Problem to work on >>
Output exactly the lines from the one holding "Indicate the wooden" through the final line of the entries.

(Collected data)
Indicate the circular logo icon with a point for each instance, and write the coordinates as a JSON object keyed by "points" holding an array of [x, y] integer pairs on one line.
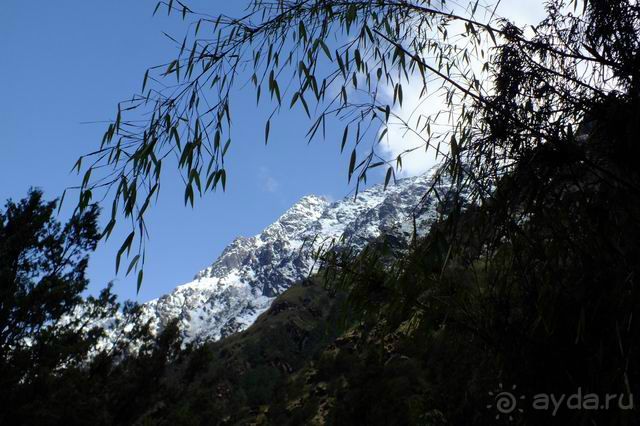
{"points": [[505, 402]]}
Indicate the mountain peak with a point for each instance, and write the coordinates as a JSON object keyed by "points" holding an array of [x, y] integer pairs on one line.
{"points": [[250, 272]]}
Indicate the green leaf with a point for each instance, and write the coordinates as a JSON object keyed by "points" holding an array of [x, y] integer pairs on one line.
{"points": [[133, 263], [352, 163], [139, 283], [267, 129], [144, 80], [344, 138], [125, 246], [387, 178]]}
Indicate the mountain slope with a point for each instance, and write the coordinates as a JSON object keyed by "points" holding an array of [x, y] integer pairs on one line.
{"points": [[241, 284]]}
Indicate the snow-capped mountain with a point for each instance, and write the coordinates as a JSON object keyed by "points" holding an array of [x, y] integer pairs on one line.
{"points": [[229, 295]]}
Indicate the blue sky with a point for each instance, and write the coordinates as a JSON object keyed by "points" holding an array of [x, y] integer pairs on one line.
{"points": [[68, 63]]}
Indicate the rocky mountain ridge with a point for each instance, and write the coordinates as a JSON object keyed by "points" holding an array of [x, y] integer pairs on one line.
{"points": [[229, 295]]}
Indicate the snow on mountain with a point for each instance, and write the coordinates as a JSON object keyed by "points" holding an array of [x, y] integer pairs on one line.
{"points": [[230, 294]]}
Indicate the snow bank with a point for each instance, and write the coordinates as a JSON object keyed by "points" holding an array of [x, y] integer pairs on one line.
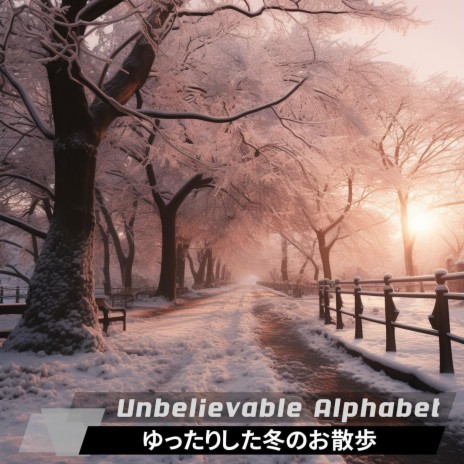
{"points": [[209, 346]]}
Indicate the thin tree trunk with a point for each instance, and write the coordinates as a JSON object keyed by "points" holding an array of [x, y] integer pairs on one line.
{"points": [[284, 259], [324, 251], [167, 281], [209, 268]]}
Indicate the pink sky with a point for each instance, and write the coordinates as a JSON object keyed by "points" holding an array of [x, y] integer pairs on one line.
{"points": [[432, 48]]}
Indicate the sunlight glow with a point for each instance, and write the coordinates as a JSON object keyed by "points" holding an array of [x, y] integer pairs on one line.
{"points": [[421, 222]]}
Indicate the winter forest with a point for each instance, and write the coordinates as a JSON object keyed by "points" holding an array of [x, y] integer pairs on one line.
{"points": [[172, 143]]}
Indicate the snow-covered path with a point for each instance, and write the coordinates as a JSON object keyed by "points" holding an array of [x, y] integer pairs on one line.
{"points": [[209, 345], [226, 341]]}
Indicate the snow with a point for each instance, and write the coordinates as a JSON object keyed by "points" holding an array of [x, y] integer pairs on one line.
{"points": [[210, 344], [416, 353], [209, 347]]}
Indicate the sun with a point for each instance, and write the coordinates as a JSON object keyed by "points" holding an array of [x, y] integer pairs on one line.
{"points": [[421, 222]]}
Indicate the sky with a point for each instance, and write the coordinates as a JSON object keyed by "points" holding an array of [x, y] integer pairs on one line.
{"points": [[432, 48]]}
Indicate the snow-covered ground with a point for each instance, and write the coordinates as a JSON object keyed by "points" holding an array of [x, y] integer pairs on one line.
{"points": [[207, 347], [416, 353]]}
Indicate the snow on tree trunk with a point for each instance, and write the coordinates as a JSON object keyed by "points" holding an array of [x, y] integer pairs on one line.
{"points": [[61, 314]]}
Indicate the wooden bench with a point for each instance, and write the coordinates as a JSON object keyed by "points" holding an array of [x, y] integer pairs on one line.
{"points": [[121, 298], [13, 308], [110, 314], [181, 291], [148, 292]]}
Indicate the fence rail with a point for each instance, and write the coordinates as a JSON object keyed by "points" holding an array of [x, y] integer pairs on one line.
{"points": [[439, 319]]}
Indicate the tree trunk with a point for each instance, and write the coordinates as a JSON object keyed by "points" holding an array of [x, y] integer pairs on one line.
{"points": [[167, 282], [209, 268], [61, 315], [106, 260], [126, 272], [284, 260]]}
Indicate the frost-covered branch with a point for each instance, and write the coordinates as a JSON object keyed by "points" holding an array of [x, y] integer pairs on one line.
{"points": [[29, 104], [23, 225], [34, 182]]}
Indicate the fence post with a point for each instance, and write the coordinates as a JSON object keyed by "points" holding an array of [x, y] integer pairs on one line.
{"points": [[358, 308], [338, 303], [446, 354], [391, 313], [327, 318], [321, 299]]}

Result for this exercise >>
Indicate the wooden bench with a point for each instance, and write the coordinates as a JSON object keyed by "points" holding an array of [x, y] integer pairs on one line.
{"points": [[121, 298], [13, 308], [110, 314], [181, 291], [148, 292]]}
Indicate the fence rail with a point for each instance, and write the coordinates as a JSON object keyed by "points" holding an array of [x, y] integer pairs on one line.
{"points": [[439, 319]]}
Indicate the tree trunk with a point for each instance, and write the coordinates as a JSON object keyed by "points" holding an array of [x, y] integer pairs on one line.
{"points": [[167, 282], [209, 268], [61, 315], [106, 260], [126, 272], [284, 260]]}
Indicate the frost-covered branch with a point for each instance, and write the coordinates as a JSON object keyed by "points" holding an array of [x, y] integer pairs on one line.
{"points": [[29, 104], [23, 225], [34, 182]]}
Indicate the fence post with a point for each instance, and write the coordinates as a JSON object keyed by "points" holding an array of [x, y] integer pairs on one line.
{"points": [[358, 308], [338, 303], [446, 354], [391, 313], [327, 318], [321, 299]]}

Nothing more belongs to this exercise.